Task requirements >>
The records must be duplicated exactly, with every picture left out.

Dataset >>

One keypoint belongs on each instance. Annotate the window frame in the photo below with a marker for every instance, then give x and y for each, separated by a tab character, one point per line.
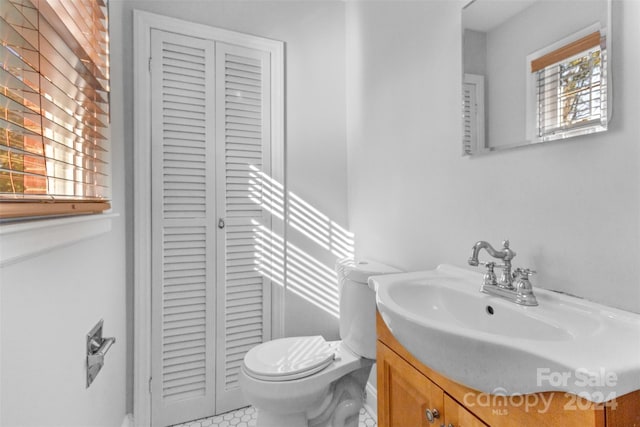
66	28
564	51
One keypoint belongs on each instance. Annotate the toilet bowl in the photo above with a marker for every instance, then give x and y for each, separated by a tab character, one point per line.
308	381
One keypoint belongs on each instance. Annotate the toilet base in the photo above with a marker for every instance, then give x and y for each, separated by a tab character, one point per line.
341	407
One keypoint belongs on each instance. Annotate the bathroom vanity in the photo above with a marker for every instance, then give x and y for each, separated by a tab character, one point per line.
412	394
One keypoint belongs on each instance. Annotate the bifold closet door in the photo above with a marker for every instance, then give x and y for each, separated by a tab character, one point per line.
243	135
183	228
211	224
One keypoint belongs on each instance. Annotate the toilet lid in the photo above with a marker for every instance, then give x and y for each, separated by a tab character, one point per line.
289	358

Expected answer >>
One keypoint belongs on each instance. Annotate the window frame in the photo below with a marker for every instance, then give x and y for each, separated by a tab character, one point per line.
66	28
564	51
One keypoint belongs on each instance. Annotate the toilet bowl in the photo above with a marker for every instance, then give x and y for each, separated by a tab character, one point per line.
308	381
One keypoint belongs on each instance. Annotate the toilet base in the photo above with a marker for every instance, then give x and y for each, separated by a tab character, one point per line.
341	407
One keypoint belongs on each instance. Annotate the bathroom vanity in the photo above with a marker for every instance, then give x and y for each, separated by a tab character, one point per line.
412	394
One keypoint belongs on each instance. Annotate the bifold closet door in the photo above with a marker for every instance, then give x and y for each, separated by a tab character, one point per line.
243	135
183	228
211	224
One keypoint belongs on each instance. Annotate the toilet lid in the photo above with a marker for every instance, then give x and y for each, separated by a tab character, one point per line.
289	358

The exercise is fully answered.